Brief – Once the line with "Mark one point on each instance of the teal" is found in the data, output it and each following line exactly, up to and including the line with "Mark one point on each instance of the green leaf", and nothing before or after.

Dataset entries
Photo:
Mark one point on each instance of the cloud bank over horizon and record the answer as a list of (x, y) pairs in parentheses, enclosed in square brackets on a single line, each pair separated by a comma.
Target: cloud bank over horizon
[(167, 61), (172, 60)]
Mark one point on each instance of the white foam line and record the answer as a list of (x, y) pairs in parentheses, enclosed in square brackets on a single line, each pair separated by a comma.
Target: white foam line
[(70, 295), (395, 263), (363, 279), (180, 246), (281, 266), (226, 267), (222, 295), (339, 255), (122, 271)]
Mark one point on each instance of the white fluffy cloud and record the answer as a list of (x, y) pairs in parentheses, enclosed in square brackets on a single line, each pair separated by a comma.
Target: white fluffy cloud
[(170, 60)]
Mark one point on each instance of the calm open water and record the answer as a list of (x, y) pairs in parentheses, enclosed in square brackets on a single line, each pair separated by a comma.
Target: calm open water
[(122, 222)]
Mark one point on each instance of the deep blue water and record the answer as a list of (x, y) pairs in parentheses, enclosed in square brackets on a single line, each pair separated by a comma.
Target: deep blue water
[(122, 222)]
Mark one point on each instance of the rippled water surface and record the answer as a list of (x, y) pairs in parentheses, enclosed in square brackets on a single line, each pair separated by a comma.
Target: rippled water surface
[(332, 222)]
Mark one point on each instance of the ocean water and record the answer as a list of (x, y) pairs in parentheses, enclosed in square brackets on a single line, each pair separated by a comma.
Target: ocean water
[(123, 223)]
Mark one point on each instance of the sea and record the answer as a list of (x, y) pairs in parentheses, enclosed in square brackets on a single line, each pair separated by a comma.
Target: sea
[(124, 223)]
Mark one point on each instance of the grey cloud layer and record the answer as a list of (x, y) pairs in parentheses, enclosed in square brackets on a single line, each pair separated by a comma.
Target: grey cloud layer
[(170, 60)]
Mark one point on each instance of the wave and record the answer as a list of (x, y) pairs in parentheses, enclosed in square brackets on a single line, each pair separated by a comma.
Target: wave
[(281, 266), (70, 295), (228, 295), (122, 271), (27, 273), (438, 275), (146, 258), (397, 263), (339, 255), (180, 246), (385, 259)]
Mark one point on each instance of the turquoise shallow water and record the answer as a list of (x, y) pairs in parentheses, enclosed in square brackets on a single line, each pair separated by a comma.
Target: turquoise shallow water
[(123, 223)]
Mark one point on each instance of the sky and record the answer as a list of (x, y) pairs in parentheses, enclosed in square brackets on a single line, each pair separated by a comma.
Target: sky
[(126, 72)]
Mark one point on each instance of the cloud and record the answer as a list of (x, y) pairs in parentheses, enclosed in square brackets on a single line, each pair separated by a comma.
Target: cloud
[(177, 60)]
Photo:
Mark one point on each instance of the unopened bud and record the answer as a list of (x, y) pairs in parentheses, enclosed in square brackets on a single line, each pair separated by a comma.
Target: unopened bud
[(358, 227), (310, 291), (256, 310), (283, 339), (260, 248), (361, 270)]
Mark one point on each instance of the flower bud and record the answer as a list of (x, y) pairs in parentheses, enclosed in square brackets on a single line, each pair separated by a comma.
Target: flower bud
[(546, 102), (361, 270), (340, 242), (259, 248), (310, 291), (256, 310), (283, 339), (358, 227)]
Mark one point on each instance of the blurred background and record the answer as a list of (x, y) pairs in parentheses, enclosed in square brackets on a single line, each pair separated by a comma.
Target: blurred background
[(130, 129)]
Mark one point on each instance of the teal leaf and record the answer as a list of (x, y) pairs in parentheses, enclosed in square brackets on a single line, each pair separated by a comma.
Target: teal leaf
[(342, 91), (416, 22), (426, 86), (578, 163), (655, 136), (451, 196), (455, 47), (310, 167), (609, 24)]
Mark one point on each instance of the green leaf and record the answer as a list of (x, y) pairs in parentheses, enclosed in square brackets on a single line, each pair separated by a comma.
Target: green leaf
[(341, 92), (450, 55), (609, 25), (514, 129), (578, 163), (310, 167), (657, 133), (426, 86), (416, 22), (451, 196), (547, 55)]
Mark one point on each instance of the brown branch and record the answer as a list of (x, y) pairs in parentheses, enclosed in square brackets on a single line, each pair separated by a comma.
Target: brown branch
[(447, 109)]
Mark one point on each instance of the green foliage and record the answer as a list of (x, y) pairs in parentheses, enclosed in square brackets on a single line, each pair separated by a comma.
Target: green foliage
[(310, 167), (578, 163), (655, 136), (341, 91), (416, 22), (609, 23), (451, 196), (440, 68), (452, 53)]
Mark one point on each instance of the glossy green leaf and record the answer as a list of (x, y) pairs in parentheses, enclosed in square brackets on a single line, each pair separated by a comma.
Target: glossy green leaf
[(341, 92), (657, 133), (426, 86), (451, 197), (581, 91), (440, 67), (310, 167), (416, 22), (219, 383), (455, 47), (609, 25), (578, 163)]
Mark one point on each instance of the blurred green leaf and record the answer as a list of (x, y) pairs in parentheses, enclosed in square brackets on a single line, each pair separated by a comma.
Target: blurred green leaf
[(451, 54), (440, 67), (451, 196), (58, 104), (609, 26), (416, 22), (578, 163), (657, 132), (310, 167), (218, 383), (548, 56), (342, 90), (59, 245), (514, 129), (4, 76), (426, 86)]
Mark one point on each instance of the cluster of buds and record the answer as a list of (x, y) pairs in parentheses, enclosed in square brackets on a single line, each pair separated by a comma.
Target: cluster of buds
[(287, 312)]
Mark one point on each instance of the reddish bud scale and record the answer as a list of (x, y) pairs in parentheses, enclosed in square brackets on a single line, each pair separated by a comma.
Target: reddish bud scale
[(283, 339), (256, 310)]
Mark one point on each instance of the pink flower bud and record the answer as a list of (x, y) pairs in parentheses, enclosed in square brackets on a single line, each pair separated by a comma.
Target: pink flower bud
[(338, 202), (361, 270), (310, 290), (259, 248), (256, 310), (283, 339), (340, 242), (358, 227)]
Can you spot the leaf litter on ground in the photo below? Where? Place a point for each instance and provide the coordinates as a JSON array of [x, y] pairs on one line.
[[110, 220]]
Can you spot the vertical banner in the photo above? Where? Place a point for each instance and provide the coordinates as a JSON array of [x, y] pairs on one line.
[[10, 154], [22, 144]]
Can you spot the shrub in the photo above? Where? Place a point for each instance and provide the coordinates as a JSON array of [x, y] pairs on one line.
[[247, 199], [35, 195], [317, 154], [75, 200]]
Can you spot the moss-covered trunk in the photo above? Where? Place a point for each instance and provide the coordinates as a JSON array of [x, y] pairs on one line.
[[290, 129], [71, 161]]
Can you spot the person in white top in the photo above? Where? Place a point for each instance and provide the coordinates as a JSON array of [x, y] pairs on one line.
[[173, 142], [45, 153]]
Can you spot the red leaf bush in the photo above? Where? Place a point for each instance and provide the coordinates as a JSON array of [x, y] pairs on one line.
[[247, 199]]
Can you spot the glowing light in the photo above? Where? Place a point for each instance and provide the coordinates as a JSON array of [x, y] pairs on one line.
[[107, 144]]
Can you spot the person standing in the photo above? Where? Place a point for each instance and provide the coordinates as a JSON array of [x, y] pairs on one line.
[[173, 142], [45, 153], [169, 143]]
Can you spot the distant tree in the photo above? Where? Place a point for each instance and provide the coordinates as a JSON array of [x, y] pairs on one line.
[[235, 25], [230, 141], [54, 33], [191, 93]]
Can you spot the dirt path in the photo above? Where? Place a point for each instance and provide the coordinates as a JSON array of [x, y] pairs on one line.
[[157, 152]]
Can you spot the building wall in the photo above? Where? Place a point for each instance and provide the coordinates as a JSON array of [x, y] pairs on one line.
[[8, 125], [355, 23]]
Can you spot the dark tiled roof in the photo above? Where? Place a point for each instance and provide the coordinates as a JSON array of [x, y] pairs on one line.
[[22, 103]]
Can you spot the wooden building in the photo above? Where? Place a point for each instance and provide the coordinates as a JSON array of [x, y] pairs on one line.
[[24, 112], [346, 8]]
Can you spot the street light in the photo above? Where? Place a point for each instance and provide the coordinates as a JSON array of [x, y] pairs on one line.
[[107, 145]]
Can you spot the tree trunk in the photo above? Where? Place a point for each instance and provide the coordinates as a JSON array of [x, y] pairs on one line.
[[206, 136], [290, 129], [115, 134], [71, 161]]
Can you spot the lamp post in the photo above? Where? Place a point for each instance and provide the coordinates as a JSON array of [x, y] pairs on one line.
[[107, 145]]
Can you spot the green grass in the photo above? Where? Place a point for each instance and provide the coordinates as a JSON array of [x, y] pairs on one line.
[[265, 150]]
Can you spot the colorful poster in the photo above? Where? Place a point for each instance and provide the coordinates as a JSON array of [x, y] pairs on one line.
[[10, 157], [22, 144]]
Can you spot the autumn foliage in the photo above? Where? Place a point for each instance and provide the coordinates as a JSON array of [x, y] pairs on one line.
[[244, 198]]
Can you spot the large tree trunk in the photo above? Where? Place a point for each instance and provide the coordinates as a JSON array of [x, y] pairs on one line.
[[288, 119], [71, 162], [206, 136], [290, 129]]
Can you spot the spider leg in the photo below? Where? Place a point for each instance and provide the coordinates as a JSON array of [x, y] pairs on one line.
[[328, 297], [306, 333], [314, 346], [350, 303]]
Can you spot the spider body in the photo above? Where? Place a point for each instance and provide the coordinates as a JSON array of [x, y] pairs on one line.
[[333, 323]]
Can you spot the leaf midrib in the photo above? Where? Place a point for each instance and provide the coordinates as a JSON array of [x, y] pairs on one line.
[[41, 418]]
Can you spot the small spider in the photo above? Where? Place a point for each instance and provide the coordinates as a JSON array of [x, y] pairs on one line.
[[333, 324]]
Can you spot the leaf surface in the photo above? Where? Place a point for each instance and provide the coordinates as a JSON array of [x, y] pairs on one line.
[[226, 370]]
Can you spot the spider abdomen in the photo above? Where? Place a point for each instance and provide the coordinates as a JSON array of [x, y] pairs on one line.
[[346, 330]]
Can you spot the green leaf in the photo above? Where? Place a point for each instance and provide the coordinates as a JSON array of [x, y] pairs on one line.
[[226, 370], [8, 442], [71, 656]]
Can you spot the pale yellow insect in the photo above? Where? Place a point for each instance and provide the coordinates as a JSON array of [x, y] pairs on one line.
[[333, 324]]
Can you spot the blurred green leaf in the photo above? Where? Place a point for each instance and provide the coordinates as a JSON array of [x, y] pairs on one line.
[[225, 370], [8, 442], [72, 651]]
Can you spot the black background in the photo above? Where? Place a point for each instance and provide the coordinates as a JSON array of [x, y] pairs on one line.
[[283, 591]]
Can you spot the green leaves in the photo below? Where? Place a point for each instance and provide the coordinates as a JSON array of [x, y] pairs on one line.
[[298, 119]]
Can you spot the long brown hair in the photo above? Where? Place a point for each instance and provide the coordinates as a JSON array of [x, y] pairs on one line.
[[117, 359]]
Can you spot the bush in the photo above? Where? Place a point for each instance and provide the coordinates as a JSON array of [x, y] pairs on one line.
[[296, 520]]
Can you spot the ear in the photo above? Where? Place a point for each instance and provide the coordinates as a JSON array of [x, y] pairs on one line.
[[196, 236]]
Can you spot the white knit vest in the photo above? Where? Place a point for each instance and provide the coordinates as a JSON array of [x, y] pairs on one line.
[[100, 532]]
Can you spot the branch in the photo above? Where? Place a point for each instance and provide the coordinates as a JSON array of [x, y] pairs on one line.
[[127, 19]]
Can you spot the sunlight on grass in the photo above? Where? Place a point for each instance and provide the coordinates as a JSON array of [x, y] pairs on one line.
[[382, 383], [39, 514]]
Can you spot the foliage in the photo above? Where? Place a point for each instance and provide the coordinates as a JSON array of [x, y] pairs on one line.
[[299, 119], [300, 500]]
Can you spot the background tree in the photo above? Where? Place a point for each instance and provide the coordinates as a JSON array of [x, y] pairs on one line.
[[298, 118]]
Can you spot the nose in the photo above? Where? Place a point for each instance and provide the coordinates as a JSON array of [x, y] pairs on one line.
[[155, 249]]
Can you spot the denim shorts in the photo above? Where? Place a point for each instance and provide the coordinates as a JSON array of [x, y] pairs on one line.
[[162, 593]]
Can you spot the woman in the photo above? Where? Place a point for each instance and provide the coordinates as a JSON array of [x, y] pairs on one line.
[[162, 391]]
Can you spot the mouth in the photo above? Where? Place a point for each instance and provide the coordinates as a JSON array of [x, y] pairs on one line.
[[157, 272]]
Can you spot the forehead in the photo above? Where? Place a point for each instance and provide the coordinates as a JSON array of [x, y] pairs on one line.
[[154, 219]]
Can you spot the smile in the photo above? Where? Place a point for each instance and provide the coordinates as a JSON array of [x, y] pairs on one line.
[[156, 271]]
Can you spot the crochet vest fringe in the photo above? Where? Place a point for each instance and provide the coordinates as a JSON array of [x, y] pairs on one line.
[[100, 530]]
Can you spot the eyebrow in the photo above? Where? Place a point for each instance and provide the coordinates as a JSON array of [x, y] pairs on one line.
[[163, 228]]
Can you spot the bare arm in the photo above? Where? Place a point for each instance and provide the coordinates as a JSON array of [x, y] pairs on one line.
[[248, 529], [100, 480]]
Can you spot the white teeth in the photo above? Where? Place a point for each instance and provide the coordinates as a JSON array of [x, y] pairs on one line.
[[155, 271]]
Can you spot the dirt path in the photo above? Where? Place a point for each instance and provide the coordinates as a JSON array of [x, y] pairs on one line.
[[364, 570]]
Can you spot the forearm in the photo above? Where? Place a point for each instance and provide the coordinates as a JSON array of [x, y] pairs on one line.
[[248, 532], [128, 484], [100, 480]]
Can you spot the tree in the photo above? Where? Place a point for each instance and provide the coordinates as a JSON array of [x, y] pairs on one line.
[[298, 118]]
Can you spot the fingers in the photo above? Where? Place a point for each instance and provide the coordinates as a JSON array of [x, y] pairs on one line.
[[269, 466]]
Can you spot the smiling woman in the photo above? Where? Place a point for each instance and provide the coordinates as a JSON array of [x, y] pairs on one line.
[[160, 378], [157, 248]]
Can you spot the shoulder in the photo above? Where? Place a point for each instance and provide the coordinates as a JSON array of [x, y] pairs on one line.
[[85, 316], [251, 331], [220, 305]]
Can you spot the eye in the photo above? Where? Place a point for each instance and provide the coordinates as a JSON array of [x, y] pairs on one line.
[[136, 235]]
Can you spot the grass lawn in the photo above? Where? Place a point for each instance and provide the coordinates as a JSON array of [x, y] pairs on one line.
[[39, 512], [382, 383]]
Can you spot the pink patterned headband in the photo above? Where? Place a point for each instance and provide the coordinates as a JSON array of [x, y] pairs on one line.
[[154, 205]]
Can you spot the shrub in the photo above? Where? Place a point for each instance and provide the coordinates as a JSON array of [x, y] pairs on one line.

Final answer –
Mark one point on each instance of the teal leaf and record the answer as a list of (x, y) pairs in parentheses, enclosed in square brackets on a single line, each pair separated by a comma.
Target: teal leaf
[(342, 91), (416, 22), (426, 86), (578, 163), (655, 136), (451, 196), (455, 47), (310, 167), (609, 24)]
Mark one point on each instance of the green leaf and record the answer as a list of (x, y) pairs in parentheses, enclosed in square brackets on a single line, each pair separated by a comma.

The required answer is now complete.